The 1979 Prince Edward Island general election was held on April 23, 1979.

The election was held just one year after the 1978 election, which featured a 17–15 split in MLAs in the legislature. Following the resignation of former premier Alex Campbell from his seat, the Legislature was in a 15–15 tie in voting members (the Liberal Speaker, Russell Perry, could not cast active votes in his role), the new Premier Bennett Campbell decided to call an election in an effort to regain his lost majority. The gambit failed, and instead the Progressive Conservatives led by Angus MacLean formed a strong majority government.

The campaign was the first to feature a female party leader running in PEI, with Doreen Sark serving as interim leader of the NDP. The campaign was also the only one in which the "Draft Beer Party of PEI" ran, with one candidate in 5th Queens.

★ ★ ★ ★ ★

* _Exercise instructions_
1) From the passage on the 1979 Prince Edward Island election, extract the words starting with "The 1979 Prince" and going on through "in 5th Queens.".
2) Please extend the passage on the 1979 Prince Edward Island election, picking up after its final sentence.

* _Source material_
★ ★ ★ ★ ★

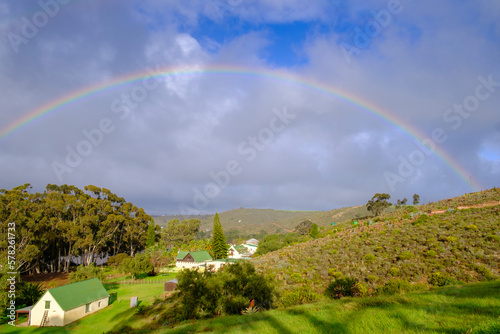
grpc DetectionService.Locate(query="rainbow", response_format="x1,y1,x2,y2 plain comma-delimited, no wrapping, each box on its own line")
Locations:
0,65,481,191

★ ★ ★ ★ ★

* _Outputs in order_
1)
The 1979 Prince Edward Island general election was held on April 23, 1979.

The election was held just one year after the 1978 election, which featured a 17–15 split in MLAs in the legislature. Following the resignation of former premier Alex Campbell from his seat, the Legislature was in a 15–15 tie in voting members (the Liberal Speaker, Russell Perry, could not cast active votes in his role), the new Premier Bennett Campbell decided to call an election in an effort to regain his lost majority. The gambit failed, and instead the Progressive Conservatives led by Angus MacLean formed a strong majority government.

The campaign was the first to feature a female party leader running in PEI, with Doreen Sark serving as interim leader of the NDP. The campaign was also the only one in which the "Draft Beer Party of PEI" ran, with one candidate in 5th Queens.

2)
Party standings

Members elected

The Legislature of Prince Edward Island had two levels of membership from 1893 to 1996 - Assemblymen and Councillors. This was a holdover from when the Island had a bicameral legislature, the General Assembly and the Legislative Council.

In 1893, the Legislative Council was abolished and had its membership merged with the Assembly, though the two titles remained separate and were elected by different electoral franchises. Assembleymen were elected by all eligible voters of within a district. Before 1963, Councillors were only elected by landowners within a district, but afterward they were elected in the same manner as Assemblymen.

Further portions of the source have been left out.